** START OF Records for this exercise **
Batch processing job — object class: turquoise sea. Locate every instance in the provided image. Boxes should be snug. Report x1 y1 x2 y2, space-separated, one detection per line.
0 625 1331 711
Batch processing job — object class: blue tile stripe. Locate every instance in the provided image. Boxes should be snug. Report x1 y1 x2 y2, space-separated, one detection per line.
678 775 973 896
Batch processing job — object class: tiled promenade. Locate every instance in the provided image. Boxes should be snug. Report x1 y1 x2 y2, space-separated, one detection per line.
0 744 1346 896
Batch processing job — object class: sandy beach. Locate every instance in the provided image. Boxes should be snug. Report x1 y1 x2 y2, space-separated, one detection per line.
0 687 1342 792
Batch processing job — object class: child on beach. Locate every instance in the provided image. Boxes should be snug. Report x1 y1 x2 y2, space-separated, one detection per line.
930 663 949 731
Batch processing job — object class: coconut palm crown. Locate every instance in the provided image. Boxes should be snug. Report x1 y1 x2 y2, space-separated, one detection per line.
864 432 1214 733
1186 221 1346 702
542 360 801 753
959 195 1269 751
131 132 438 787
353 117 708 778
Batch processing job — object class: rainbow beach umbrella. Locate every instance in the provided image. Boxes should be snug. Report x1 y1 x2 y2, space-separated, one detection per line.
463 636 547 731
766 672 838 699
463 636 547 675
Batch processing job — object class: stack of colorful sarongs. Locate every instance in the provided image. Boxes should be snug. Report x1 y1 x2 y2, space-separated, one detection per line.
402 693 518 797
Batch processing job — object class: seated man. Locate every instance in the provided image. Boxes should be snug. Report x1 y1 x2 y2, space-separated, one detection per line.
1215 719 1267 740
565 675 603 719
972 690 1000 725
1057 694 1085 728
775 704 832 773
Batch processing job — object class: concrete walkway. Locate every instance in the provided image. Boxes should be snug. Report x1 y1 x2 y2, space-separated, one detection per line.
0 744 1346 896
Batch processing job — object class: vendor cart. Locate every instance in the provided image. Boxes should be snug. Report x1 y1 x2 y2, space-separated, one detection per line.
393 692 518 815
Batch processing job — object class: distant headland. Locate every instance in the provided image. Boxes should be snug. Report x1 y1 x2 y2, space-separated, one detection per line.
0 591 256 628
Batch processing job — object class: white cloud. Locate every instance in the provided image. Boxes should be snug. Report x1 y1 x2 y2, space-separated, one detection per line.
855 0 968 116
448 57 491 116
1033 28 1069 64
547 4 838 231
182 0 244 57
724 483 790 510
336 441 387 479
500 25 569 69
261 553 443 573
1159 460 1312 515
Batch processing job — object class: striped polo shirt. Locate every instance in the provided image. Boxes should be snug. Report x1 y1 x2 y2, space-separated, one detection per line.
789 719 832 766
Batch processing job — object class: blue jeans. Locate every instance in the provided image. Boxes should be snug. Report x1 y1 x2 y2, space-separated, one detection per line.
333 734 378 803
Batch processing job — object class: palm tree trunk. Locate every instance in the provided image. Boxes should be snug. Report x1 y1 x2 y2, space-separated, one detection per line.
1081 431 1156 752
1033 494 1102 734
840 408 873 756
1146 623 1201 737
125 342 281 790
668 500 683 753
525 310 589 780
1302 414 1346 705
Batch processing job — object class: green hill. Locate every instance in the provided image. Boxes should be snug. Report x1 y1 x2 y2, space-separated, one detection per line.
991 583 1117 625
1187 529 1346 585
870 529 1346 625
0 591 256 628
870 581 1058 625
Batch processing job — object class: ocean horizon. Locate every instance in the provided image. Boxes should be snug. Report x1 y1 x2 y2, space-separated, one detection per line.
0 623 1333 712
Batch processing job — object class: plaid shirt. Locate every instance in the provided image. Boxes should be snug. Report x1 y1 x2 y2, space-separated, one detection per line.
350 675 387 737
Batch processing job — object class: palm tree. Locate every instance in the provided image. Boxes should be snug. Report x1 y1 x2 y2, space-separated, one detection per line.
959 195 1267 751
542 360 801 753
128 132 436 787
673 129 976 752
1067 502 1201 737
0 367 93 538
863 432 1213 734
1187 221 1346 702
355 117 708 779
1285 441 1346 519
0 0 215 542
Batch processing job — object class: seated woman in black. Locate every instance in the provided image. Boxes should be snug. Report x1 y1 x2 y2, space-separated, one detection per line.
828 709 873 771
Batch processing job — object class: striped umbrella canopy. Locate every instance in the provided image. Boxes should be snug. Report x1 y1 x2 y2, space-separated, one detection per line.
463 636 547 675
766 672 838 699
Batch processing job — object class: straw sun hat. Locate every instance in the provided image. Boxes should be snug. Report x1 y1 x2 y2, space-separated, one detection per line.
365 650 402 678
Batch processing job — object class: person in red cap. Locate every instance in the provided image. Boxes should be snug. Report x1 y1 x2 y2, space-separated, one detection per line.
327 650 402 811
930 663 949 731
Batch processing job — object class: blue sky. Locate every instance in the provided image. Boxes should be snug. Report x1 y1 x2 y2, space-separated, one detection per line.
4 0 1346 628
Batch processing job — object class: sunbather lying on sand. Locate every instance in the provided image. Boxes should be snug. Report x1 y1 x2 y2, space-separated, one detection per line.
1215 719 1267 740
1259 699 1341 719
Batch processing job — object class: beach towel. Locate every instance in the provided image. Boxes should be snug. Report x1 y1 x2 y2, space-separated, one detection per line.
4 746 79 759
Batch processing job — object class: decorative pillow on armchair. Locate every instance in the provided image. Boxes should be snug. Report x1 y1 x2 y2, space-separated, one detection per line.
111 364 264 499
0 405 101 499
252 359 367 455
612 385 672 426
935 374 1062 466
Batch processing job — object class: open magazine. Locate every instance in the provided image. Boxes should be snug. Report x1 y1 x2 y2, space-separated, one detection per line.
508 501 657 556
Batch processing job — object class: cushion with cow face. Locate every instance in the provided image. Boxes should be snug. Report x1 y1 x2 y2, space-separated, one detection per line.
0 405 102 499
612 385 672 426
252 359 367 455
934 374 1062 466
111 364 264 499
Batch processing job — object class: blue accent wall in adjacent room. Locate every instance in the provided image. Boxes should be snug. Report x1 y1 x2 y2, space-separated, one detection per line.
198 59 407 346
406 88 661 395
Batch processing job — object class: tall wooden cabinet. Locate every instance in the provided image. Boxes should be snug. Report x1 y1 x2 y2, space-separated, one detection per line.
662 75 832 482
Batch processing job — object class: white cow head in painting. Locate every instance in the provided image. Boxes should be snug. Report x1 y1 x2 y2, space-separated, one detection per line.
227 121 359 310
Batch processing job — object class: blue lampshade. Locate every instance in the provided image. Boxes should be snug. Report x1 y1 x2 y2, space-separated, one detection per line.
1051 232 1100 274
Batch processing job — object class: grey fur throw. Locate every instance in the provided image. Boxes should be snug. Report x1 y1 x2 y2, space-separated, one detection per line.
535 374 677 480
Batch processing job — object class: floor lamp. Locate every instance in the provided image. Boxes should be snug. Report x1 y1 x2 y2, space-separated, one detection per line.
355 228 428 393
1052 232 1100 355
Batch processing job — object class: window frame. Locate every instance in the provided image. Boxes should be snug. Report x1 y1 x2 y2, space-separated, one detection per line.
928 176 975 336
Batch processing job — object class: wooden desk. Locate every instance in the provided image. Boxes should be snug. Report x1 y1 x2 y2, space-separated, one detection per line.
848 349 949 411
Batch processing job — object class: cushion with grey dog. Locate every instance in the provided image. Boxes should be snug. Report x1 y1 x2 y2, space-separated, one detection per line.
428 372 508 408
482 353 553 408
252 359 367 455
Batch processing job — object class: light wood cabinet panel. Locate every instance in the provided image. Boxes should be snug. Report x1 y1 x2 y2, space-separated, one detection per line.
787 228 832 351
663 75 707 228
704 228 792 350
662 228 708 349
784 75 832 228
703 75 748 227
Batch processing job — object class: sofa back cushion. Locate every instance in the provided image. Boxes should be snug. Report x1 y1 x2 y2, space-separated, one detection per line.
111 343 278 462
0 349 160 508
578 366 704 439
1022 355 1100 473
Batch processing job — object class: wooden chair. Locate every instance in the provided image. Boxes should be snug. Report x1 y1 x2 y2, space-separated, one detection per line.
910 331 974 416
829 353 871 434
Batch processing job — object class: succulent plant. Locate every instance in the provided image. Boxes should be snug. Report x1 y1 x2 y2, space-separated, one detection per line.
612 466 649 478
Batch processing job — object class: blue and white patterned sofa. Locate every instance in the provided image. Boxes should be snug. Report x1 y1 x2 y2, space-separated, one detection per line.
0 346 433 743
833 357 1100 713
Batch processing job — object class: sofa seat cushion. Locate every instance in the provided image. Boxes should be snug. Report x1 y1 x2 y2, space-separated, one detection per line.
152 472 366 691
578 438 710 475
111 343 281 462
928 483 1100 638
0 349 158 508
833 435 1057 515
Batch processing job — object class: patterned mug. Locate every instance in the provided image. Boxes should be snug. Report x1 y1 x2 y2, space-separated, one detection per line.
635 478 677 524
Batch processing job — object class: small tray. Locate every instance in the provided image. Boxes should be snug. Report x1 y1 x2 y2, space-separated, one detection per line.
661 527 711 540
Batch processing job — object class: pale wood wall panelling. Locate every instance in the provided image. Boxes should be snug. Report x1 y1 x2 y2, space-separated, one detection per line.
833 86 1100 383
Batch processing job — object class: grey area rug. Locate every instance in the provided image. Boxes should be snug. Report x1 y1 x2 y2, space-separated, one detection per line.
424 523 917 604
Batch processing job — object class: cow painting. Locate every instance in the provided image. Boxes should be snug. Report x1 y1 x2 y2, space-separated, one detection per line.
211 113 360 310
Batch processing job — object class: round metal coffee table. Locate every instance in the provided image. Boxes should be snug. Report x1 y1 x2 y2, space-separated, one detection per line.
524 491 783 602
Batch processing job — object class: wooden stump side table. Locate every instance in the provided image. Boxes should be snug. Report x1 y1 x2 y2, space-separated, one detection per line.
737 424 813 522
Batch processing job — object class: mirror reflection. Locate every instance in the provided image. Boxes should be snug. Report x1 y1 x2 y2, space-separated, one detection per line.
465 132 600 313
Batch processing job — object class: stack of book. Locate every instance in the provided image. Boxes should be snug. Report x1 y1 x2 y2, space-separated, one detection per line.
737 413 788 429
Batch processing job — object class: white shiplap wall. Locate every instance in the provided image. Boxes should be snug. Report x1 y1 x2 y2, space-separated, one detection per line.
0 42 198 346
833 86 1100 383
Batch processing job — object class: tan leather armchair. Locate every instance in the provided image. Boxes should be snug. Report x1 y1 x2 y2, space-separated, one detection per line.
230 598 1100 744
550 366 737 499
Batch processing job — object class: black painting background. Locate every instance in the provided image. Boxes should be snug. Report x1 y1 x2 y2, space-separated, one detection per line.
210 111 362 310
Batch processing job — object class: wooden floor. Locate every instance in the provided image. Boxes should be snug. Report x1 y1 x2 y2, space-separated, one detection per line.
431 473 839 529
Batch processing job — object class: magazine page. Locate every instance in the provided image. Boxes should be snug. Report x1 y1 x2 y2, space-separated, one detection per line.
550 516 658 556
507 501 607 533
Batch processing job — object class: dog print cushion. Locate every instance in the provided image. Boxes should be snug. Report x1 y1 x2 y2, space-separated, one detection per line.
** END OF Records for this exercise **
Rescale the data from the line with "Batch processing job — object class: green" to the line with "350 675 387 737", both ends included, by reproducing every line in that span with the request lines unchanged. Multiply each bounding-box coordinate in the answers by 1.05 and round to whole numbers, with halves rounded up.

Batch processing job — object class: green hill. Locate every instance in the provided image. Boxes should be snug. Report x1 y1 x2 y2, space-separated, one detection per line.
1041 612 1173 656
1246 555 1413 614
914 555 1413 656
0 621 269 659
914 610 1111 656
Batch processing job — object class: ocean horizon. Locate every instance in the provided image. Boxes should be snug. Report x1 y1 x2 y2, space-separated, one detection per line.
0 654 1400 748
Batch processing job — object class: plaid shirt. Locate every instance in the provided image. Boxes should be snug. Report x1 y1 x2 y2, space-separated, one detection per line.
368 709 406 774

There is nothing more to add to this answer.